◆ **WORK TO COMPLETE**: Pull out every line below holding the word "cherry".

(Image point grounding data)
________

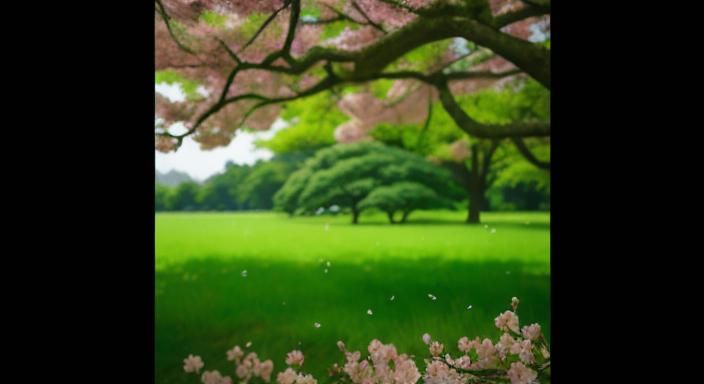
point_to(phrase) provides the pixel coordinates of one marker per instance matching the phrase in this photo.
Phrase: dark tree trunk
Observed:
(478, 183)
(476, 203)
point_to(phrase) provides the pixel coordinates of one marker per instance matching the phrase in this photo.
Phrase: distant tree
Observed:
(162, 197)
(346, 174)
(184, 197)
(403, 197)
(265, 178)
(478, 164)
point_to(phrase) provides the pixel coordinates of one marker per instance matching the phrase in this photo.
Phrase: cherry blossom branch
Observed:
(265, 24)
(369, 20)
(505, 19)
(164, 16)
(528, 155)
(486, 131)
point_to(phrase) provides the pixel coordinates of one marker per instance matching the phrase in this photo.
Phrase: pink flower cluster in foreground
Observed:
(520, 356)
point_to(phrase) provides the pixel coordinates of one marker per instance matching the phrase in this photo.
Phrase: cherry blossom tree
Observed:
(248, 58)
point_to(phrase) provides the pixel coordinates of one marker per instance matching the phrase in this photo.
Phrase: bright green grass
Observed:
(205, 306)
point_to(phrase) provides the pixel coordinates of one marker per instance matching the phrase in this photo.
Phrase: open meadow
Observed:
(226, 279)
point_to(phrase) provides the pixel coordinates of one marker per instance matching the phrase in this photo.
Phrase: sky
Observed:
(200, 164)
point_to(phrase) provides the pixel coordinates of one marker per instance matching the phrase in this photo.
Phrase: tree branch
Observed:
(486, 131)
(164, 16)
(264, 25)
(505, 19)
(528, 155)
(366, 17)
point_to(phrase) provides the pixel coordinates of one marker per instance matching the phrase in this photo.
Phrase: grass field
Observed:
(204, 304)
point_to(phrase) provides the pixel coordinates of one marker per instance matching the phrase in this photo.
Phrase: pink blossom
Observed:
(435, 348)
(286, 377)
(235, 354)
(531, 332)
(214, 377)
(520, 374)
(507, 320)
(295, 358)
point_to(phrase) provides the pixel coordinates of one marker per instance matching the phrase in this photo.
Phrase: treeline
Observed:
(252, 187)
(239, 187)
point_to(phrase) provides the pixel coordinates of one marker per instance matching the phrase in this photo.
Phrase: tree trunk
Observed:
(475, 191)
(476, 203)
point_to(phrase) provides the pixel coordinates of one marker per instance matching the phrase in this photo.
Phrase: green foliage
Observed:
(403, 197)
(312, 126)
(189, 87)
(260, 185)
(184, 197)
(214, 19)
(239, 187)
(333, 30)
(253, 22)
(346, 174)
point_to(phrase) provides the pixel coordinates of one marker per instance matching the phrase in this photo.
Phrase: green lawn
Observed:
(205, 306)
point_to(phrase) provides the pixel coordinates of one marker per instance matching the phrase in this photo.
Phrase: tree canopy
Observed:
(347, 174)
(239, 62)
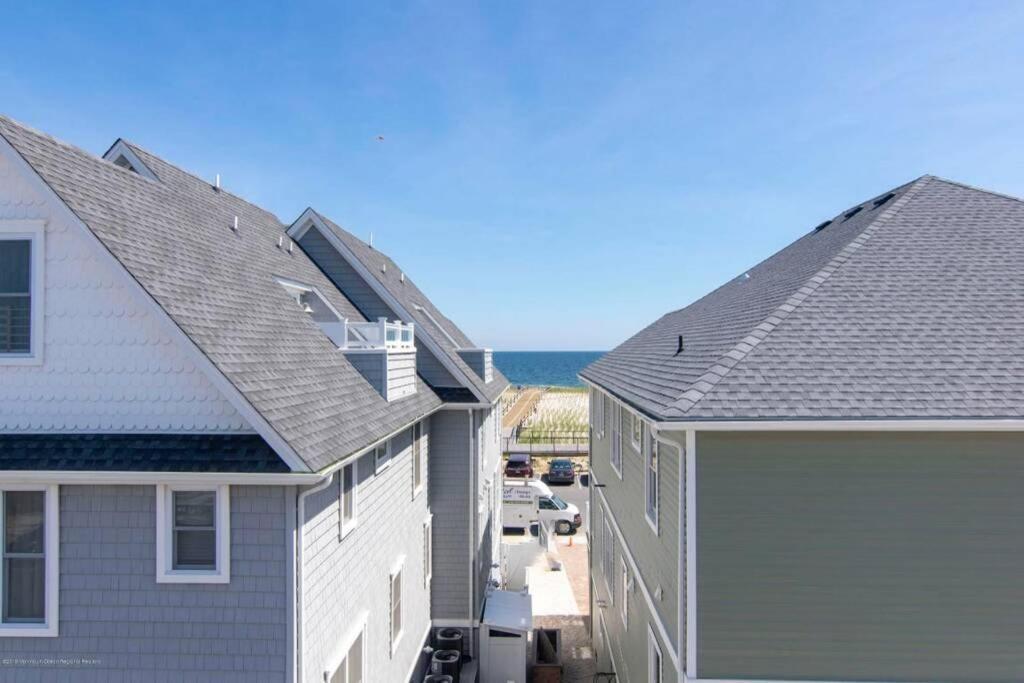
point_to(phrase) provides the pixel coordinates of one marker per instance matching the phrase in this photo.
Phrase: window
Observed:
(347, 488)
(653, 657)
(193, 535)
(417, 458)
(627, 586)
(608, 561)
(396, 623)
(382, 456)
(650, 482)
(29, 567)
(350, 669)
(598, 408)
(637, 436)
(428, 551)
(20, 292)
(616, 439)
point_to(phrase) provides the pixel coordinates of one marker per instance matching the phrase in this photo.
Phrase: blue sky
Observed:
(554, 175)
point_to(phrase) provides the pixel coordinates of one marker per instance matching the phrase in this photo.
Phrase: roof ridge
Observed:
(741, 349)
(784, 247)
(976, 188)
(198, 178)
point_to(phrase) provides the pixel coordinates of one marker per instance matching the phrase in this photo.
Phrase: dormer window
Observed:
(123, 156)
(313, 304)
(22, 292)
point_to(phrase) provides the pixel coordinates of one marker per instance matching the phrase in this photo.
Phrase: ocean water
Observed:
(544, 368)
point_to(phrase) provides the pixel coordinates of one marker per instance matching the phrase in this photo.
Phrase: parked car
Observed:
(525, 502)
(561, 471)
(519, 465)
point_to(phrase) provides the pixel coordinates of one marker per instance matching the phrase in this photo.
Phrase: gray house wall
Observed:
(118, 624)
(451, 469)
(860, 556)
(346, 580)
(400, 375)
(656, 555)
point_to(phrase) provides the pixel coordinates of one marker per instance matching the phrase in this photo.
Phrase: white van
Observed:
(525, 502)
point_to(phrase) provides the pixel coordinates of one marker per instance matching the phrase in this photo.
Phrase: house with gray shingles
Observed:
(230, 449)
(814, 472)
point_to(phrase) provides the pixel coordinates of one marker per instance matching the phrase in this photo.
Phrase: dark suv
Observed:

________

◆ **EXERCISE RESULT**:
Phrase: cherry blossom branch
Phrase: cherry blossom tree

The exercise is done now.